▶ Exercise goal
What you return must match the records character for character.

'''

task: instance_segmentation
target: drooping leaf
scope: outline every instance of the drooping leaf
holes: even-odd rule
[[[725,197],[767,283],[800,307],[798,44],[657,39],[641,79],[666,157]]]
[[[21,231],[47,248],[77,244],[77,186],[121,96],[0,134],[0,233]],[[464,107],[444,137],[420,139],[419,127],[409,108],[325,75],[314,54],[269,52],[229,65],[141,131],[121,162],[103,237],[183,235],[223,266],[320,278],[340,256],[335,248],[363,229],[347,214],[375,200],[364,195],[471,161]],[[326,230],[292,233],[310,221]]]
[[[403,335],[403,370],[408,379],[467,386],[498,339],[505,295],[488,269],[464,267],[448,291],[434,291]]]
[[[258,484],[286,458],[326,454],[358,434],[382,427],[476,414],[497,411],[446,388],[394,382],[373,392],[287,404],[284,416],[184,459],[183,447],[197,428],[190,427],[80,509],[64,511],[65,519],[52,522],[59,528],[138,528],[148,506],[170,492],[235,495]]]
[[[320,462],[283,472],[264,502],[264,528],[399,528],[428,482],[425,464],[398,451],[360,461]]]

'''

▶ The answer
task: instance_segmentation
target: drooping leaf
scope: outline every instance of the drooping leaf
holes: even-odd rule
[[[725,197],[767,283],[800,307],[798,44],[657,39],[641,79],[666,157]]]
[[[21,231],[47,248],[77,244],[77,186],[121,96],[0,134],[0,233]],[[464,107],[444,137],[420,139],[419,127],[409,108],[325,75],[314,54],[269,52],[229,65],[141,131],[121,162],[103,237],[183,235],[223,266],[320,278],[340,256],[335,248],[363,229],[347,214],[375,200],[364,195],[471,161]],[[326,230],[292,233],[310,221]]]
[[[403,335],[403,370],[408,379],[467,386],[498,339],[505,295],[488,269],[464,267],[448,291],[434,291]]]
[[[258,484],[286,458],[326,454],[358,434],[382,427],[476,414],[497,411],[446,388],[394,382],[373,392],[287,404],[284,416],[184,459],[183,447],[197,428],[190,427],[80,509],[64,511],[65,519],[52,522],[59,528],[138,528],[148,506],[170,492],[235,495]]]
[[[320,462],[283,472],[264,502],[264,528],[399,528],[428,482],[425,464],[398,451],[360,461]]]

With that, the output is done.